Stated goal →
Can you quote all the rows below word for word, omitting the picture?

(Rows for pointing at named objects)
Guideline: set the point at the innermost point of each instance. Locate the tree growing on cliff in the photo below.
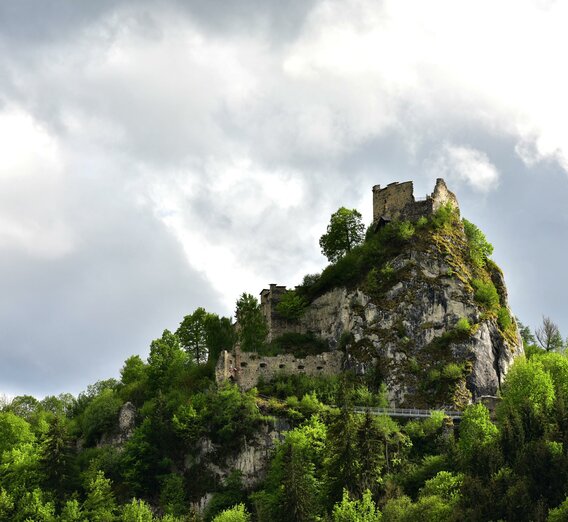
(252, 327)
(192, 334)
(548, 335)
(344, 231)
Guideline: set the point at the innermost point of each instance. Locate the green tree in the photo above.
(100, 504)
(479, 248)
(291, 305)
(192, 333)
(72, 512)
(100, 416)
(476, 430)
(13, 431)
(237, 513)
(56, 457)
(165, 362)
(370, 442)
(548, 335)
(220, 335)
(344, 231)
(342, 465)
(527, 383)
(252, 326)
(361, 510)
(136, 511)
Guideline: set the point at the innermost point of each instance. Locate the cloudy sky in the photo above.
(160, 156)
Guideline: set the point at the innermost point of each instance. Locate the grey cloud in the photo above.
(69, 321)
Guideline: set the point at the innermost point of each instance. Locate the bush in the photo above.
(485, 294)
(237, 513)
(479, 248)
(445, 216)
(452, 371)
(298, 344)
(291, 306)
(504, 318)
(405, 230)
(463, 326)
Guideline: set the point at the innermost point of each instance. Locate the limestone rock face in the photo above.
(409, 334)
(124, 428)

Expected output →
Guideline: set the point at the innermost point of each instance. Locate the tree growing on cliff in the photo below.
(252, 327)
(192, 334)
(548, 335)
(344, 231)
Guideline: set the point at the innermost point of each instance. Locate the green tree in the photo above.
(100, 504)
(479, 248)
(291, 305)
(192, 333)
(72, 512)
(100, 416)
(476, 430)
(13, 431)
(237, 513)
(56, 457)
(165, 362)
(370, 442)
(548, 335)
(220, 335)
(344, 231)
(342, 465)
(527, 383)
(252, 326)
(361, 510)
(136, 511)
Guideline: set the point at the innermost point of each instance. Locate the cloudy sky in the photo above.
(160, 156)
Guideline: set the point at the innermost point of each instance. Locate the grey cloud in the photo above.
(69, 321)
Guideline: set the point at the innermost point of each instance. Locate the bush in the photo above.
(485, 294)
(237, 513)
(479, 248)
(445, 216)
(452, 371)
(298, 344)
(291, 306)
(504, 318)
(405, 230)
(463, 326)
Guideline: set the point at the innermost point of each instance. Locate the limestone rock face in the photo above.
(409, 334)
(124, 428)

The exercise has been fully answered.